COMPLETE THE FOLLOWING -
**A)** Copy the text of the climate investor alliance article word for word, from "A United Nations-backed" to "Staff Pension Fund.".
**B)** Answer these about the article on the climate investor alliance:
(i) How much in assets under management does the alliance hold?
(ii) How many institutional investors are in the alliance?
(iii) By what year have they committed to net-zero greenhouse gas emissions in their portfolios?
**C)** Carry on with the article on the climate investor alliance, picking up right after its final sentence.

SUPPLIED PASSAGE -
§ §
A U.N.-backed alliance with $9.5 trillion in AUM warns that the entire global economic system is at risk from climate change.




A United Nations-backed group of institutional investors with $9.5 trillion in assets under management is urging public and private asset managers to deliver on ambitious climate strategies, warning that “mitigating climate change is necessary to protect a functioning global economic system.”

In a “call to action” released this week, the Net-Zero Asset Owner Alliance emphasized to the asset management industry that serving clients is only possible through “climate stewardship.” The 88 institutional investors have committed to transitioning their investment portfolios to net-zero of greenhouse gas emissions by 2050. The group includes the California Public Employees’ Retirement System, Canada’s Caisse de dépôt et placement du Québec and the UN’s Joint Staff Pension Fund.
§ §
DATA SEGMENT -
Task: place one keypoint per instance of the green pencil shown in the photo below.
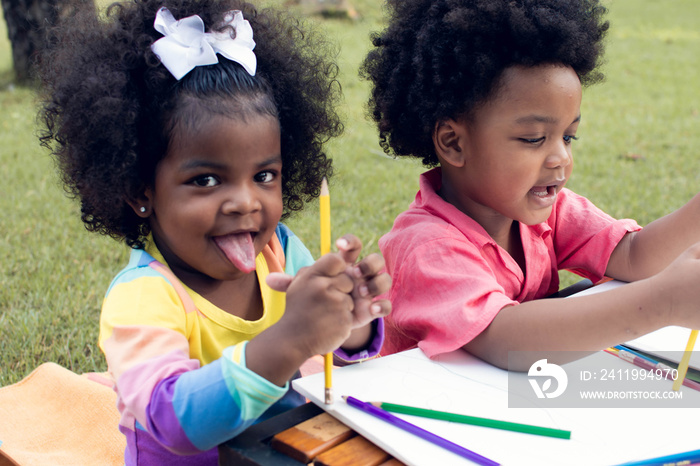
(472, 420)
§ §
IN RESPONSE -
**A)**
A United Nations-backed group of institutional investors with $9.5 trillion in assets under management is urging public and private asset managers to deliver on ambitious climate strategies, warning that “mitigating climate change is necessary to protect a functioning global economic system.”

In a “call to action” released this week, the Net-Zero Asset Owner Alliance emphasized to the asset management industry that serving clients is only possible through “climate stewardship.” The 88 institutional investors have committed to transitioning their investment portfolios to net-zero of greenhouse gas emissions by 2050. The group includes the California Public Employees’ Retirement System, Canada’s Caisse de dépôt et placement du Québec and the UN’s Joint Staff Pension Fund.

**B)**
(i) $9.5 trillion
(ii) 88
(iii) 2050

**C)**
The group cites four critical principles it insists asset managers must implement:

  1. Address the systemic risk of climate change to the “entirety of investments and operations;”
  2. Support a consistent, clear and accountable proxy voting landscape for public equities;
  3. Align lobbying activities with the asset manager’s own stated climate-related commitments, as well those of its portfolio companies; and
  4. Ensure that climate engagement is more systematic and transparent.

“Implementing these not only protects the long-term financial interests of both the asset managers and their asset owner clients, but it would also increase the ability of asset managers to win mandates from asset owners committed to net zero, which are growing in numbers,” stated the Alliance in its statement.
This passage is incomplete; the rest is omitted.